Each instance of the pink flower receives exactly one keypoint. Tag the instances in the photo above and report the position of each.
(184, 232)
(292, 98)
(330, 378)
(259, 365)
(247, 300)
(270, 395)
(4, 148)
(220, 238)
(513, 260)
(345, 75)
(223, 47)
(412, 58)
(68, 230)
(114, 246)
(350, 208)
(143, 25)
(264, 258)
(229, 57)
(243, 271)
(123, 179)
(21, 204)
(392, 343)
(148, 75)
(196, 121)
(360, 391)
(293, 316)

**TASK GOAL**: Copy out the material exactly, omitting nothing.

**SOLUTION FOR THIS EXERCISE**:
Each instance of the pink flower receives exactly one keypoint. Tag the instances in the photo above and report the position of each.
(184, 232)
(292, 98)
(330, 378)
(259, 365)
(247, 300)
(270, 395)
(4, 148)
(220, 238)
(513, 260)
(345, 75)
(223, 47)
(412, 58)
(68, 230)
(114, 246)
(350, 208)
(143, 25)
(264, 258)
(229, 57)
(243, 271)
(123, 179)
(21, 204)
(392, 343)
(148, 75)
(196, 121)
(360, 391)
(293, 316)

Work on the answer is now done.